Das soziale Phänomen der Transkulturation

Unser erster Monat auf der Isla de la Juventud brachte mich auf die Idee, diesen Artikel zu verfassen. Dort belegten wir an der Universität Jesús Montané Oropesa einen Kurs, der sich mit der Entstehung der kubanischen Kultur beschäftigte. Die dort vermittelten Inhalten sowie vor allem die Methode, mit der wir das Thema bearbeiteten, haben mich beeindruckt.

Die Leitlinie unseres Seminars war es, herauszufinden, inwiefern die Einflüsse der verschiedenen Bevölkerungsgruppen und ihrer jeweiligen Kulturen zum Entstehen der kubanischen Kultur beigetragen haben.

Um diesen Prozess zu verstehen, ist es wichtig, den, von dem kubanischen Soziologen Fernando Ortiz, benutzten Begriff der Transkulturation zu kennen. In der soziologischen Forschung bestanden zwei Begriffe, die Veränderungen der Kultur in Gesellschaften und bei Individuen erklären sollten und zwar Enkulturation und Akkulturation. Enkulturation meinte dabei, den Verlust beziehungsweise das Auslöschen einer zuvor bestehenden Kultur. Akkulturation meinte das Übernehmen einer bestehenden Kultur und wird oftmals auch bezeichnet als kulturelle Anpassung. Transkulturation hingegen, als Weiterentwicklung dieser Begriffe, beschreibt das Zusammenwirken verschiedener Kulturen bei der Entstehung einer neuen.

BEREITGESTELLTE ANGABEN:
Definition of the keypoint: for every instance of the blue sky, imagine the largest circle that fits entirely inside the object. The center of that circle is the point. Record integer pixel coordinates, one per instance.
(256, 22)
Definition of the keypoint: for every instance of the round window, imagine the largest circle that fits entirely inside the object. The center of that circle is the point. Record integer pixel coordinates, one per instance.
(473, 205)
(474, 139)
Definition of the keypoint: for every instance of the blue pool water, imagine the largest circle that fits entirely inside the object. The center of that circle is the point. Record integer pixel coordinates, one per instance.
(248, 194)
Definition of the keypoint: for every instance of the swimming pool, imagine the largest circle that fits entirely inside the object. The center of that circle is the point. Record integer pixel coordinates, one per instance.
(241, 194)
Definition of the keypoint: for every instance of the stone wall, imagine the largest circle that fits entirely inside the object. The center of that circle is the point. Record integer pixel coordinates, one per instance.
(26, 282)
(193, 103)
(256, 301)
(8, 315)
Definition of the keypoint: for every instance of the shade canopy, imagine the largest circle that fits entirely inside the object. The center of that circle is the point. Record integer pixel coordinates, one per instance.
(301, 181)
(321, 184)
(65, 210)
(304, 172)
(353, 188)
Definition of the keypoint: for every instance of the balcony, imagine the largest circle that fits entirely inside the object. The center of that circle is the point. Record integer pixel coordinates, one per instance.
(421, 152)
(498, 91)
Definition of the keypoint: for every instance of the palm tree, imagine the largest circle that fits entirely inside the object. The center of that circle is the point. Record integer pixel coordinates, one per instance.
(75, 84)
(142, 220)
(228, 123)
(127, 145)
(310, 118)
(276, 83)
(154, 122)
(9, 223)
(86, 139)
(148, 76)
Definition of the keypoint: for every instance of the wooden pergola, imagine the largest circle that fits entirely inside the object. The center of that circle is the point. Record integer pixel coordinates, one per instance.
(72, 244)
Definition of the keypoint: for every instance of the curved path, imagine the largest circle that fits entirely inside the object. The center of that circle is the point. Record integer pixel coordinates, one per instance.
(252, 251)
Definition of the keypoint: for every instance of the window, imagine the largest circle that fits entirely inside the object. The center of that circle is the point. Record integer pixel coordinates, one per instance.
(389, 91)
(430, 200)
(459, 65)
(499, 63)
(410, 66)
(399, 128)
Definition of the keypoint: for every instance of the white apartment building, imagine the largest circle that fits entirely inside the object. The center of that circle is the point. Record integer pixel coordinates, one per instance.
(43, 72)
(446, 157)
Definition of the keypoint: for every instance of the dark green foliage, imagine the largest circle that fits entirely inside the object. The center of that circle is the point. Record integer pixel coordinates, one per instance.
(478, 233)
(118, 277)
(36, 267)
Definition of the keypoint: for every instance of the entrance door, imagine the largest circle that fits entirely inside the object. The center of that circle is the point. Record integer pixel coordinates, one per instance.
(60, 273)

---

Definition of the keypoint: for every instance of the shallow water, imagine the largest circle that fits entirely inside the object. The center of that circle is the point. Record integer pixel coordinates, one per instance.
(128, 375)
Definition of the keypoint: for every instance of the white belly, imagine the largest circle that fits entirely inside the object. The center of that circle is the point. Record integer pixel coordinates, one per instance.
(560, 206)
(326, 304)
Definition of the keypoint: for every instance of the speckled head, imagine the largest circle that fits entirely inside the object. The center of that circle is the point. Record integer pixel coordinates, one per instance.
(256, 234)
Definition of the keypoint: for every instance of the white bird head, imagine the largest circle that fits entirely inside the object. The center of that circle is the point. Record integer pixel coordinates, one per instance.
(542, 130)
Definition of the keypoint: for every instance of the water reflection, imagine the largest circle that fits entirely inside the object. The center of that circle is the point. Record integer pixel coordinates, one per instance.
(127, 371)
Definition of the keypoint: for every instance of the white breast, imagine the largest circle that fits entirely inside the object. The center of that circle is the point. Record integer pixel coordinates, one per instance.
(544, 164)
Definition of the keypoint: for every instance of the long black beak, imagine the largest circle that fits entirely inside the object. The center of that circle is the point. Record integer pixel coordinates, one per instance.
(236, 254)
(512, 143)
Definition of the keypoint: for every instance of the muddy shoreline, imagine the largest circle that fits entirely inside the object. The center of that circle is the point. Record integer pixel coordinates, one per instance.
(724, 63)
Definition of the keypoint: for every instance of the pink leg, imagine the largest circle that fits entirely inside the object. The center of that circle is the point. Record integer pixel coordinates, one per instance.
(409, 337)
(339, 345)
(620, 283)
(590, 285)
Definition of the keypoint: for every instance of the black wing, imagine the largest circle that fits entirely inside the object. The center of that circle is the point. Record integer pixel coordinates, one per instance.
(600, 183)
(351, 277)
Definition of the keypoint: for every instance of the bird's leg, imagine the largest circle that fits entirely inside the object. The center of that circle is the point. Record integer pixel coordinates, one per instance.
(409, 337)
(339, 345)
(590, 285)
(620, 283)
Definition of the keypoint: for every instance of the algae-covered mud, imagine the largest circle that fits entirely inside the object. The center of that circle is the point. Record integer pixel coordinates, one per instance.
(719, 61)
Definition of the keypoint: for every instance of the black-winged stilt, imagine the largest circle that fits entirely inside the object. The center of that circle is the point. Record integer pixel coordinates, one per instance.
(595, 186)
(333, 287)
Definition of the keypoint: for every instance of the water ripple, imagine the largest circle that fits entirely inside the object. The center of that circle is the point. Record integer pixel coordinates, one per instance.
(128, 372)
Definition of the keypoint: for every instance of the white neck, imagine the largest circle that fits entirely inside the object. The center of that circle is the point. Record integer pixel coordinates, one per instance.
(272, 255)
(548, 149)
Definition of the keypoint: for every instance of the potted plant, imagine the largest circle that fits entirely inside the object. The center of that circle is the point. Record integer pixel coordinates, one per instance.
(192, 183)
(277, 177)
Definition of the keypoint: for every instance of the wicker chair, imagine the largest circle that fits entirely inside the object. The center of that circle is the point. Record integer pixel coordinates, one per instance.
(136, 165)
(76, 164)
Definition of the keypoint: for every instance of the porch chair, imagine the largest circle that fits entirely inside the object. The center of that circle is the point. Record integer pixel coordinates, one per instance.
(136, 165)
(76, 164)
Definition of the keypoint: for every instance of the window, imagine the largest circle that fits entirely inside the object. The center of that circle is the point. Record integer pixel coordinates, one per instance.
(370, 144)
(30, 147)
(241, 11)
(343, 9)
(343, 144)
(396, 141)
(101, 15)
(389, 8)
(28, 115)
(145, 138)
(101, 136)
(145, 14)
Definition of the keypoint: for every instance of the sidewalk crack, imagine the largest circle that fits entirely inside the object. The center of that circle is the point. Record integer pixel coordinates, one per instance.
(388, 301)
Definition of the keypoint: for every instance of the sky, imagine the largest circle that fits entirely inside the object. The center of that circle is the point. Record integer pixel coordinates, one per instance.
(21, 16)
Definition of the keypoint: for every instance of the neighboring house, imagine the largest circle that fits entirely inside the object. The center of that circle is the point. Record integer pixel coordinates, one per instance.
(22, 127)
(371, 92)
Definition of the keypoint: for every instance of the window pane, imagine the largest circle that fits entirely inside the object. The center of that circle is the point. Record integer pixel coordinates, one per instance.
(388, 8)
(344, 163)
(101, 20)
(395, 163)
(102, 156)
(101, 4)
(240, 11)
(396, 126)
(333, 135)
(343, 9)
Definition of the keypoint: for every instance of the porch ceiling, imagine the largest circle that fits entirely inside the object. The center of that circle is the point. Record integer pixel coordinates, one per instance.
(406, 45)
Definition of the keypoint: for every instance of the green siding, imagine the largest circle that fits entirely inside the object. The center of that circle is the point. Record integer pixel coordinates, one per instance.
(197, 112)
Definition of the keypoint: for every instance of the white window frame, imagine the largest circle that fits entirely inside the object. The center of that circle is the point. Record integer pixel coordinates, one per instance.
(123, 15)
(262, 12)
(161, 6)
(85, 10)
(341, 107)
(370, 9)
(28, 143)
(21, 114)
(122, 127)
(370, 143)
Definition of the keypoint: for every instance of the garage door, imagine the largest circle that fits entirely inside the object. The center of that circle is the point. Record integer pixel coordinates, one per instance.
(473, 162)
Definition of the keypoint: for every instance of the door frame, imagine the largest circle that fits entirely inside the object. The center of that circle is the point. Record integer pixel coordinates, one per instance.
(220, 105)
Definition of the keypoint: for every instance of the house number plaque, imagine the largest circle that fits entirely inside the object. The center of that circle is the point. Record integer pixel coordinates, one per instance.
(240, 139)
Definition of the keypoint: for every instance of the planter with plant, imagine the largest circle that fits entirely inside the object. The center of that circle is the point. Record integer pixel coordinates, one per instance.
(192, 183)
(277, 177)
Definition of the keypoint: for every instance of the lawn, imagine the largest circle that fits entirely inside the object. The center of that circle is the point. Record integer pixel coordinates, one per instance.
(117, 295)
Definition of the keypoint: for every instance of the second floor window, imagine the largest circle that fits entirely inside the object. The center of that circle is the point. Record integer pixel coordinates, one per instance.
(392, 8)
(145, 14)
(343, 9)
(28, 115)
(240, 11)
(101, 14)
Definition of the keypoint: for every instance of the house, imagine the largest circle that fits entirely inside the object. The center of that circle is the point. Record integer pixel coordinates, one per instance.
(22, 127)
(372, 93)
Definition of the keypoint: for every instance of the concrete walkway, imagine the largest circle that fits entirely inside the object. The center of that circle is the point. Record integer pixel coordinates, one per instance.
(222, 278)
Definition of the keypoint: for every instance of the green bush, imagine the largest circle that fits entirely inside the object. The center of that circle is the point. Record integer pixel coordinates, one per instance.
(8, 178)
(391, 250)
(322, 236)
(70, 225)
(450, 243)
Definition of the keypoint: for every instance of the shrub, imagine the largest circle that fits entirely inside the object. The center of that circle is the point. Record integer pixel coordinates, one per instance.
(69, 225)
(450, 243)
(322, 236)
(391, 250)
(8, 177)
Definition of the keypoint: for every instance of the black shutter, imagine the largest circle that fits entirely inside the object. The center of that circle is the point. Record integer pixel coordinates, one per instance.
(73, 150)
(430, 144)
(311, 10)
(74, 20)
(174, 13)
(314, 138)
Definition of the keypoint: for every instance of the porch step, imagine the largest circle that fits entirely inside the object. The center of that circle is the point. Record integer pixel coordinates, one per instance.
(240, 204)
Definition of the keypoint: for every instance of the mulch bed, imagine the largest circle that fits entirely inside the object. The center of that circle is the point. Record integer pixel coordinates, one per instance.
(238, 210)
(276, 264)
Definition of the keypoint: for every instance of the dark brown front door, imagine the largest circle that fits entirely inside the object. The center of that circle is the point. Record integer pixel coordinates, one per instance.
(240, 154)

==

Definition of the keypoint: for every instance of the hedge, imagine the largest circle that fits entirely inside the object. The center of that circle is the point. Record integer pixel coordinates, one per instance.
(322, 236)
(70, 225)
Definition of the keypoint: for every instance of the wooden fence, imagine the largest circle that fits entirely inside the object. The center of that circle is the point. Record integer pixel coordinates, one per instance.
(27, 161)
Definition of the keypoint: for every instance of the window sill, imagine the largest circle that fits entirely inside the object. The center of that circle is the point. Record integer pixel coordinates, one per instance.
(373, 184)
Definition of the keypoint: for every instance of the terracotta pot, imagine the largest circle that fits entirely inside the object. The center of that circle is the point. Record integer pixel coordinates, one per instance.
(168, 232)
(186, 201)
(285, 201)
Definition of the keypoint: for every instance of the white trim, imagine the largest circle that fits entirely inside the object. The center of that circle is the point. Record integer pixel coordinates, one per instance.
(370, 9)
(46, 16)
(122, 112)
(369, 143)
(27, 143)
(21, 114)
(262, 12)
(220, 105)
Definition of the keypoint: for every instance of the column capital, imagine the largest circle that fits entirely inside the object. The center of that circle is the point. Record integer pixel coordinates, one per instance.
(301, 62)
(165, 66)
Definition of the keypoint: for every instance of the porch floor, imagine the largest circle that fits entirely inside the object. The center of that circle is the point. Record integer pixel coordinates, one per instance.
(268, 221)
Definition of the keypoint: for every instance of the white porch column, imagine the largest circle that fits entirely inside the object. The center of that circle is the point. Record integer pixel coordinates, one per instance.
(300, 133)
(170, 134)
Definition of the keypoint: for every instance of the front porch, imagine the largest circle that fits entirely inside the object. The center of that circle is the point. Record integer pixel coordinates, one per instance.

ZU ERLEDIGEN: Kannst du im Text über Transkulturation den Abschnitt von „Um diesen Prozess“ bis einschließlich „Entstehung einer neuen.“ aktualisiert wiedergeben, wobei „Weiterentwicklung“ durch „Fortentwicklung“ ersetzt wird?

ANTWORT:
Um diesen Prozess zu verstehen, ist es wichtig, den, von dem kubanischen Soziologen Fernando Ortiz, benutzten Begriff der Transkulturation zu kennen. In der soziologischen Forschung bestanden zwei Begriffe, die Veränderungen der Kultur in Gesellschaften und bei Individuen erklären sollten und zwar Enkulturation und Akkulturation. Enkulturation meinte dabei, den Verlust beziehungsweise das Auslöschen einer zuvor bestehenden Kultur. Akkulturation meinte das Übernehmen einer bestehenden Kultur und wird oftmals auch bezeichnet als kulturelle Anpassung. Transkulturation hingegen, als Fortentwicklung dieser Begriffe, beschreibt das Zusammenwirken verschiedener Kulturen bei der Entstehung einer neuen.